Edit the lines below so that every "tag" becomes "mark", and keep everything else unchanged.

[Dataset rows]

--- START ---

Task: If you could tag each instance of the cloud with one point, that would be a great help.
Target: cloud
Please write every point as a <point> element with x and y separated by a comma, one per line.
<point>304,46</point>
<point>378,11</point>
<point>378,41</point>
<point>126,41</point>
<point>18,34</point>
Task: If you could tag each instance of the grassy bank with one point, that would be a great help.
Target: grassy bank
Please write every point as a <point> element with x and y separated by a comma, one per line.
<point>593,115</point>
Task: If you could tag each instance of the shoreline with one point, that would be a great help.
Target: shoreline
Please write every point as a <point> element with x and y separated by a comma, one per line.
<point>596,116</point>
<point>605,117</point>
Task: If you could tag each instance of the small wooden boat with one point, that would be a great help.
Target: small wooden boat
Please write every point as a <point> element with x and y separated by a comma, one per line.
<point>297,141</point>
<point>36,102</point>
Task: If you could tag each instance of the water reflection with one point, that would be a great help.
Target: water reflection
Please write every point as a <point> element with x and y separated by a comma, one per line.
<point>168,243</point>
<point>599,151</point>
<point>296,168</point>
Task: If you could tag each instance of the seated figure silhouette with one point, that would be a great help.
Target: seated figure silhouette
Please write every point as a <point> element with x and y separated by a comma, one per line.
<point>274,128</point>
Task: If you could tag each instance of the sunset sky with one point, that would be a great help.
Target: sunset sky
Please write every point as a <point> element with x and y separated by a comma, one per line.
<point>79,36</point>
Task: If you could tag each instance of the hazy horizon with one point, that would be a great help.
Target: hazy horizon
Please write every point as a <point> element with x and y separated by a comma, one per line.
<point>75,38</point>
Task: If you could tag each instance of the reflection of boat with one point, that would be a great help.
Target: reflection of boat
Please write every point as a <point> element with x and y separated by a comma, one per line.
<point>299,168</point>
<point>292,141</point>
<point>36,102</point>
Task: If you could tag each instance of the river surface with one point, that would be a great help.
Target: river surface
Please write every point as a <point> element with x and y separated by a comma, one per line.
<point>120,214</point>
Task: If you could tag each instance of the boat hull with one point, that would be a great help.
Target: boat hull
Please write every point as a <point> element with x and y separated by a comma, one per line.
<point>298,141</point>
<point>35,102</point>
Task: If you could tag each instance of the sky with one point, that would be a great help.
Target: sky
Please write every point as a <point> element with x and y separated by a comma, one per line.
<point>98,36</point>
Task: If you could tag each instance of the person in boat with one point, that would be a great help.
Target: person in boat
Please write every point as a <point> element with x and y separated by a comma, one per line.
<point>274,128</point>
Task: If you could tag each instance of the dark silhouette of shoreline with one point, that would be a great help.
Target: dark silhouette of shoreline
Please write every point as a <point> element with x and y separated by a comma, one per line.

--- END ---

Finished answer:
Task: If you could mark each instance of the cloud with one point, that would be a great help.
Target: cloud
Please write every point as a <point> element with x and y separated by a comma, one per line.
<point>304,46</point>
<point>378,11</point>
<point>378,41</point>
<point>126,41</point>
<point>18,34</point>
Task: If you could mark each instance of the grassy bank with one point, that would be a great help.
Target: grassy bank
Please write every point as a <point> element with x and y separated by a comma, one per line.
<point>593,115</point>
Task: If you could mark each instance of the shoreline with one point, that would be a great help.
Target: shoreline
Please write every point as a <point> element with x and y separated by a comma, one per line.
<point>596,116</point>
<point>605,117</point>
Task: If you could mark each instance of the small wooden boat with one point, that would be a great help.
Target: small wooden boat
Please write every point as a <point> element with x and y separated by a comma, one per line.
<point>297,141</point>
<point>36,102</point>
Task: If you could mark each instance of the water reflection with one point, that would be a great help.
Target: water reflection
Please write every point as a <point> element with x and y separated by a comma, one per line.
<point>168,243</point>
<point>599,151</point>
<point>296,168</point>
Task: If you could mark each instance of the seated figure silhouette with one point, that would be a great help.
Target: seated figure silhouette
Please write every point as a <point> element with x and y separated by a comma, one per line.
<point>274,128</point>
Task: If you could mark each instance of the sunset sky with one point, that would be a great help.
Target: sunset sky
Please write every point as a <point> element with x and y separated by a comma, one per line.
<point>79,36</point>
Task: If you could mark each instance of the hazy horizon with one point, that would be a great help.
Target: hazy horizon
Please write every point as a <point> element with x and y separated by a comma, one per line.
<point>75,38</point>
Task: If you could mark each instance of the reflection of boat with one point, that would be a great help.
Target: reflection of boat
Please write every point as a <point> element with x and y separated by a comma, one per line.
<point>299,168</point>
<point>292,141</point>
<point>36,102</point>
Task: If you could mark each instance of the river surface with one point, that would be a great help.
Target: river surface
Please write every point as a <point> element with x and y separated by a comma, one per line.
<point>120,214</point>
Task: If you could mark each instance of the boat hull with one point, that would be a great help.
Target: boat hull
Please write every point as a <point> element with x and y separated by a comma, one per line.
<point>298,141</point>
<point>35,102</point>
Task: If you could mark each instance of the sky with one point, that would be a great help.
Target: sky
Please write every point as a <point> element with x and y separated by a comma, one per line.
<point>98,36</point>
Task: If you could mark each instance of the person in boat with one point, that would be a great help.
Target: person in boat
Please write every point as a <point> element with x and y separated by a comma, one per line.
<point>274,128</point>
Task: If you could mark each instance of the dark silhouette of shoreline with one point, that would be a great help.
Target: dark silhouette of shoreline
Please write every point as a <point> element with x and y separated by a comma, one per line.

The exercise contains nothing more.